### Documento de origem

Deve-se advertir, no entanto, que não é uma tarefa fácil trazer os jogos matemáticos para a escola básica. A complexidade de alguns jogos, mesmo aqueles mais comuns, requer, de um lado, clareza sobre os vários conceitos matemáticos envolvidos e, de outro, um planejamento do momento e da maneira adequados para a sua utilização no processo de ensino e aprendizagem, para que seja garantida a riqueza conceitual, o prazer em participar da atividade e a conquista da autoconfiança.

JP – Qual é a missão da Sociedade Brasileira de Educação Matemática? Ela desenvolve algum projeto voltado para professores da educação básica?

PF – A Sbem, fundada em 1988, é uma entidade civil de caráter científico e cultural, sem fins lucrativos e sem qualquer vinculação político-partidária ou religiosa. De acordo com seu estatuto, a Sbem tem por finalidade congregar profissionais e estudantes que atuam em educação matemática para promover o desenvolvimento dessa área do conhecimento.

(Entradas de um conjunto de anotações por pontos)
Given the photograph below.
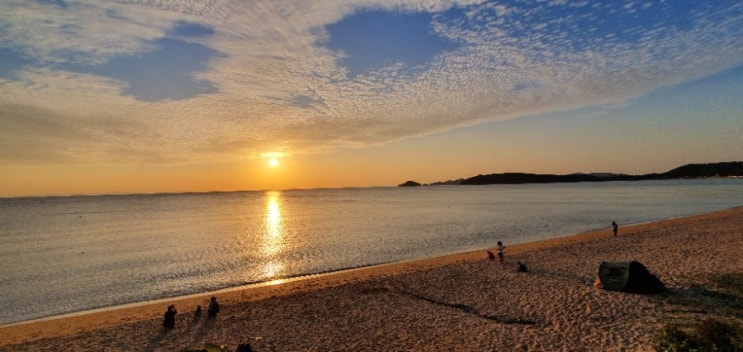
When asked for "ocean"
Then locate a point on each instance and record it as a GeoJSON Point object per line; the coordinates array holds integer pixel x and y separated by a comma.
{"type": "Point", "coordinates": [64, 255]}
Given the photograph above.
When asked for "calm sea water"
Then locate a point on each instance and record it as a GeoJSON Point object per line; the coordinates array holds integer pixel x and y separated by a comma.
{"type": "Point", "coordinates": [69, 254]}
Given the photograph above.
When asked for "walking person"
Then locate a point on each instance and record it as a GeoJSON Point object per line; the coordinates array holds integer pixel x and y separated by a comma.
{"type": "Point", "coordinates": [501, 249]}
{"type": "Point", "coordinates": [169, 317]}
{"type": "Point", "coordinates": [213, 308]}
{"type": "Point", "coordinates": [615, 227]}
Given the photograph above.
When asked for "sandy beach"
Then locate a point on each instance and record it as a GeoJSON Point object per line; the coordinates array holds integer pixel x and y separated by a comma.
{"type": "Point", "coordinates": [461, 302]}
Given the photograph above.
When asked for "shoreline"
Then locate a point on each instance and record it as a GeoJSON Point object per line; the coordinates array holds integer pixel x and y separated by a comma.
{"type": "Point", "coordinates": [68, 326]}
{"type": "Point", "coordinates": [518, 247]}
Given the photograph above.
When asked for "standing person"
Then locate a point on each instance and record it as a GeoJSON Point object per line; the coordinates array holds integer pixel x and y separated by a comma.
{"type": "Point", "coordinates": [501, 249]}
{"type": "Point", "coordinates": [169, 318]}
{"type": "Point", "coordinates": [213, 309]}
{"type": "Point", "coordinates": [615, 227]}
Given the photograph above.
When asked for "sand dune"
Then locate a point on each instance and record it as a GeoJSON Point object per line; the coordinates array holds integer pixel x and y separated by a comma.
{"type": "Point", "coordinates": [461, 302]}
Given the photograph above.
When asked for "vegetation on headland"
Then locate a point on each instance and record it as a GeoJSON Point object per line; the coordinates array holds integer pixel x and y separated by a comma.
{"type": "Point", "coordinates": [720, 302]}
{"type": "Point", "coordinates": [724, 169]}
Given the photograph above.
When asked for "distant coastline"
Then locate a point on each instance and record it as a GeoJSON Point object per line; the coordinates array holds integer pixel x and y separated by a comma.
{"type": "Point", "coordinates": [723, 169]}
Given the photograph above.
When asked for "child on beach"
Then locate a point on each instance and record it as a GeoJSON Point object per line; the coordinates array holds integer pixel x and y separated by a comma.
{"type": "Point", "coordinates": [501, 249]}
{"type": "Point", "coordinates": [213, 309]}
{"type": "Point", "coordinates": [169, 318]}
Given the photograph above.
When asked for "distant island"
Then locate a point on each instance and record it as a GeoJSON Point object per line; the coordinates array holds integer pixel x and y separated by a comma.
{"type": "Point", "coordinates": [724, 169]}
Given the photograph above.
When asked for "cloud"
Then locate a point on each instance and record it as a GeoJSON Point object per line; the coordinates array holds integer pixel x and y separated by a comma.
{"type": "Point", "coordinates": [176, 80]}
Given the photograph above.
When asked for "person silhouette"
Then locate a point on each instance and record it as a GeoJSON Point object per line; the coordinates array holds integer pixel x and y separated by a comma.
{"type": "Point", "coordinates": [213, 308]}
{"type": "Point", "coordinates": [501, 249]}
{"type": "Point", "coordinates": [169, 317]}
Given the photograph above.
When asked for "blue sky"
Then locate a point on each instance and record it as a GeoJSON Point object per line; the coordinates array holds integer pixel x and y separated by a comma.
{"type": "Point", "coordinates": [426, 90]}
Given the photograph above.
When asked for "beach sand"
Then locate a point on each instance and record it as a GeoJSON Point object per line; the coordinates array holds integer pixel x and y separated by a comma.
{"type": "Point", "coordinates": [462, 302]}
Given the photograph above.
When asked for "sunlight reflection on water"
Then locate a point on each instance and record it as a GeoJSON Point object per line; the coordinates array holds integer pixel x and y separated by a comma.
{"type": "Point", "coordinates": [273, 245]}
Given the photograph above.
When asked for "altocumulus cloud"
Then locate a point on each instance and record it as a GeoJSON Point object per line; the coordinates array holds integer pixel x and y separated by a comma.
{"type": "Point", "coordinates": [176, 80]}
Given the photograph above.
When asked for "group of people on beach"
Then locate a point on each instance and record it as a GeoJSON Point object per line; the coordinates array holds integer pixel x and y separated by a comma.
{"type": "Point", "coordinates": [521, 267]}
{"type": "Point", "coordinates": [211, 311]}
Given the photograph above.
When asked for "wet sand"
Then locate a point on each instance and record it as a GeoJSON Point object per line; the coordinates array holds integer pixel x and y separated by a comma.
{"type": "Point", "coordinates": [461, 302]}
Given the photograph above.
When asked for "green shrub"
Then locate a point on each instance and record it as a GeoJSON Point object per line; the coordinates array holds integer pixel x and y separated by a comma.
{"type": "Point", "coordinates": [710, 335]}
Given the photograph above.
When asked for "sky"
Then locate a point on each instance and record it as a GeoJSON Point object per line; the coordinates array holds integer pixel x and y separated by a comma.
{"type": "Point", "coordinates": [150, 96]}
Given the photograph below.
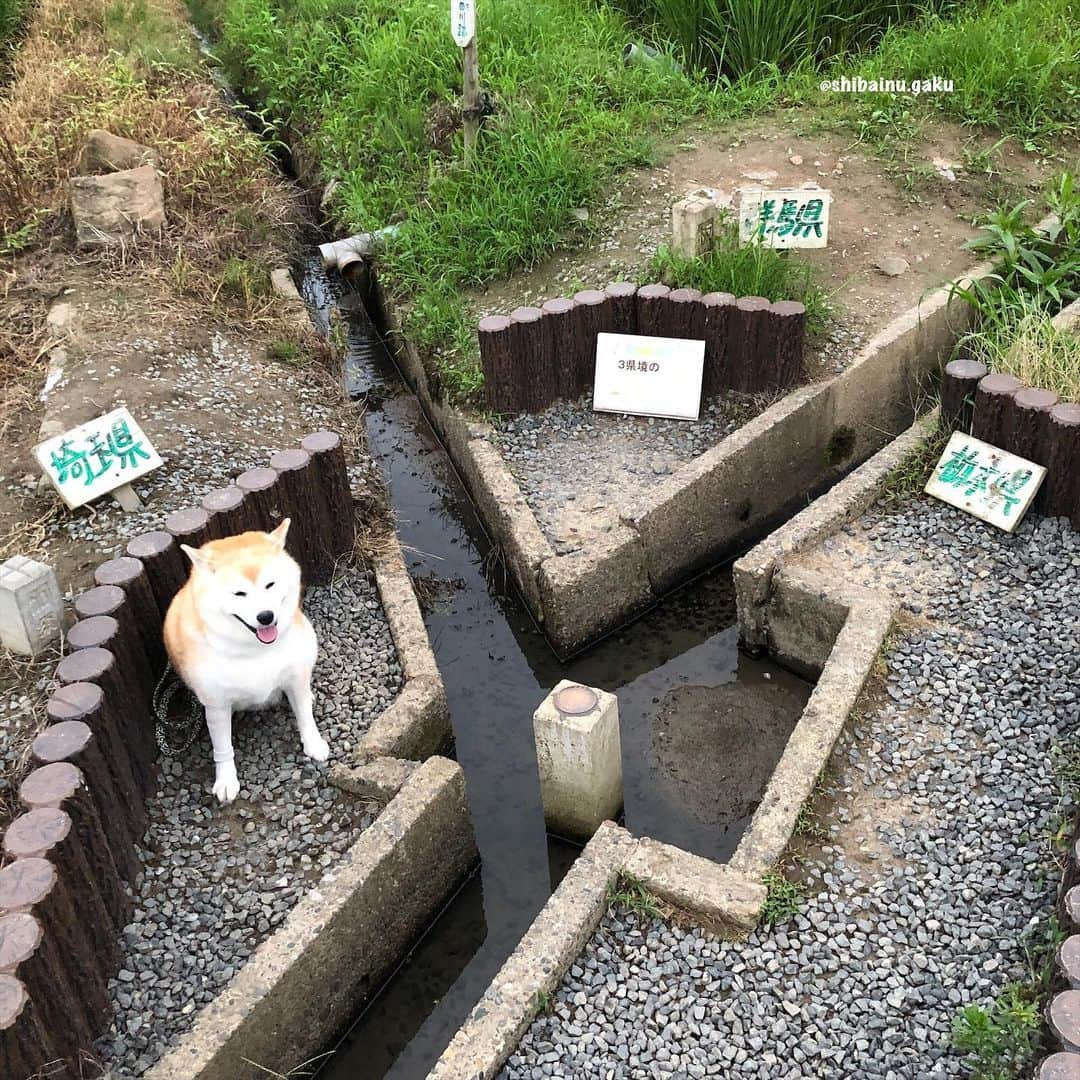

### O que fazer
1. Reescreva o trecho do texto sobre educação matemática entre "PF – A Sbem, fundada" e "área do conhecimento.", inclusive, trocando "estatuto" por "regimento".
2. Extraia dos registros todas as linhas que contêm a palavra "beach", levando em conta maiúsculas e minúsculas.

### Respostas por tarefa
1.
PF – A Sbem, fundada em 1988, é uma entidade civil de caráter científico e cultural, sem fins lucrativos e sem qualquer vinculação político-partidária ou religiosa. De acordo com seu regimento, a Sbem tem por finalidade congregar profissionais e estudantes que atuam em educação matemática para promover o desenvolvimento dessa área do conhecimento.

2.
When asked for "sandy beach"
When asked for "child on beach"
When asked for "beach sand"
When asked for "group of people on beach"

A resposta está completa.